### Problem statement
Reproduce the listing below word for word, but leave the pictures out.

# START OF Records for this exercise

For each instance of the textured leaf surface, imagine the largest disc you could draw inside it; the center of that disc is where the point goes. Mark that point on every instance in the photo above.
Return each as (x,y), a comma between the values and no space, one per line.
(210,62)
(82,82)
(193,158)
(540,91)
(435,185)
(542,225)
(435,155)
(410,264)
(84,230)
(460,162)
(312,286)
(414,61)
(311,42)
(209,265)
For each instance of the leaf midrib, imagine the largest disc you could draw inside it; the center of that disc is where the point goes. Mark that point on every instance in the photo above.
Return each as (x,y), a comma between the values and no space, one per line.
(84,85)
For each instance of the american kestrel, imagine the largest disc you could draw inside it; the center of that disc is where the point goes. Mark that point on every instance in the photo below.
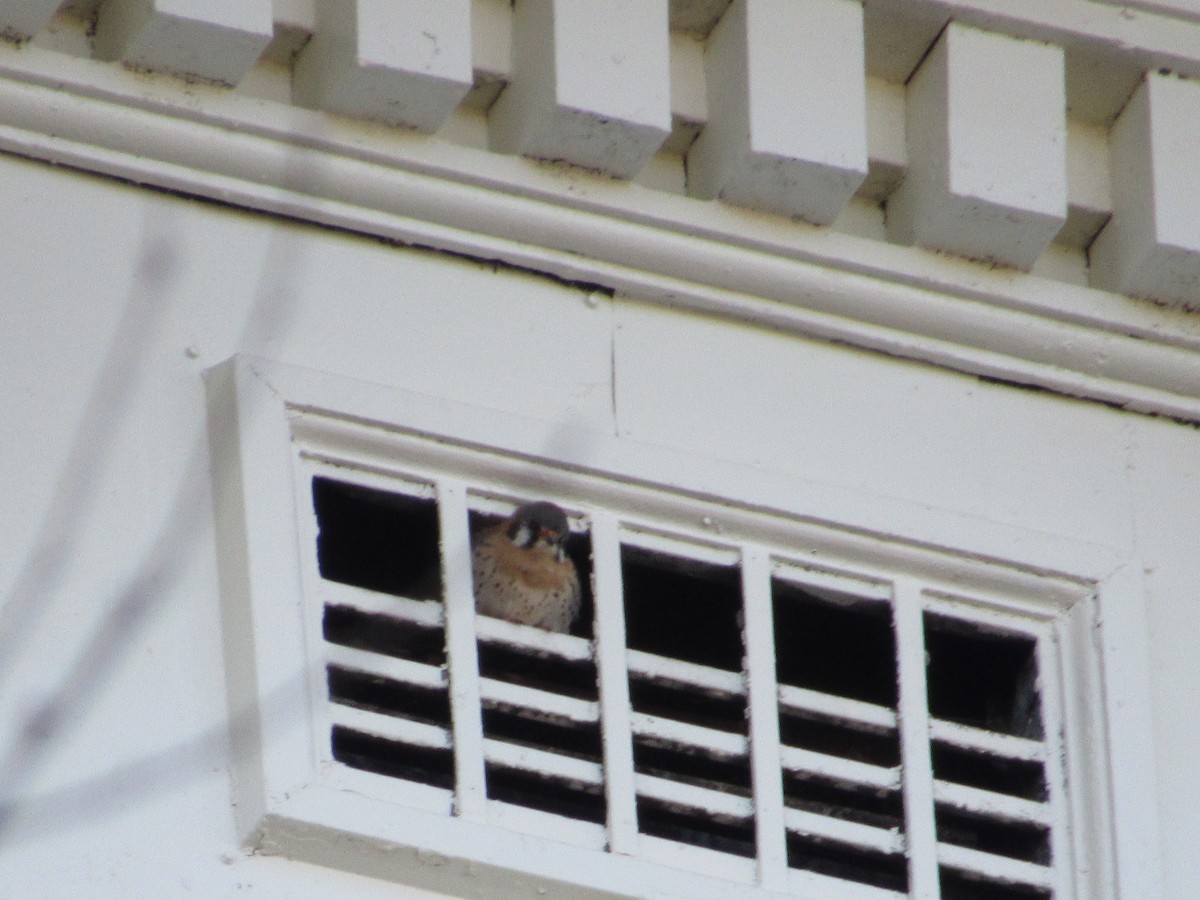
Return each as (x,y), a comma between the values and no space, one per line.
(522,571)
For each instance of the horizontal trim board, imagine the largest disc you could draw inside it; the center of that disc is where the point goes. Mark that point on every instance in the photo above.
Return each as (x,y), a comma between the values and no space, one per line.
(901,301)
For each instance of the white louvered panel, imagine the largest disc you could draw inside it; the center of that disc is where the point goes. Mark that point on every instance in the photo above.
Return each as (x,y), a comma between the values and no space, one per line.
(718,744)
(987,742)
(535,640)
(389,727)
(377,664)
(707,802)
(1013,871)
(543,763)
(655,543)
(663,670)
(994,805)
(802,700)
(555,706)
(419,612)
(856,834)
(835,768)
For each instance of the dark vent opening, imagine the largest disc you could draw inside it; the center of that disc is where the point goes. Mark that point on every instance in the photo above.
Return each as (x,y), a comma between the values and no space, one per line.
(983,678)
(532,669)
(959,886)
(847,739)
(382,634)
(521,789)
(689,705)
(579,550)
(834,643)
(701,831)
(377,540)
(839,861)
(532,729)
(1017,840)
(682,609)
(853,803)
(690,767)
(393,759)
(1018,778)
(383,695)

# END OF Records for this exercise

### Full answer
For each instance of the textured leaf surface, imagine the largest disc you could draw inside it; the center of that disc is where the point goes. Mark that point on every instance in the photo above.
Return each as (x,y), a comma between the values and no space, one per line.
(210,62)
(82,82)
(193,158)
(540,91)
(435,185)
(542,225)
(435,155)
(410,264)
(84,230)
(460,162)
(312,286)
(414,61)
(311,42)
(209,265)
For each instance of the leaf midrib, imagine the largest disc you could draw inside it; the center of that disc is where the point goes. Mark that point on every instance in the photo above.
Return each as (x,y), a comma between the values and no space, one per line.
(84,85)
For each instance of the american kestrel, imagine the largest disc you could draw inside it; the center of that disc is where the point goes. Mark that point on every instance in the photo below.
Return each as (x,y), a comma between the values and no space, one per line.
(522,571)
For each instance of the horizontal trim board, imagine the largest disc you could draw inside it; the center of that disc is where the point goes. Mark that point on every instance in the photo above.
Return each as (x,y), a comma between the values and no space, one per line.
(901,301)
For each instance of the white louvered panel, imagine the largest disc you could draw inside it; the center of that disc is where the point goes. Mark that point on every instance in the photo above.
Return each as (x,y), a comma between the values and no space, one per line.
(718,744)
(987,742)
(535,640)
(389,727)
(377,664)
(707,802)
(1013,871)
(543,763)
(655,543)
(663,670)
(994,805)
(802,700)
(555,706)
(419,612)
(856,834)
(835,768)
For each instance of the dark vent opening, imagine the largest disc you could draw inside it; the center of that disc is where the point goes. Mark that point on every instance in the photo above.
Return each as (x,y), a comma between the values and no space, one per line.
(983,678)
(532,669)
(959,886)
(847,739)
(382,634)
(521,789)
(689,705)
(579,550)
(834,643)
(701,831)
(377,540)
(839,861)
(532,729)
(1017,840)
(682,609)
(853,803)
(690,767)
(393,759)
(1018,778)
(383,695)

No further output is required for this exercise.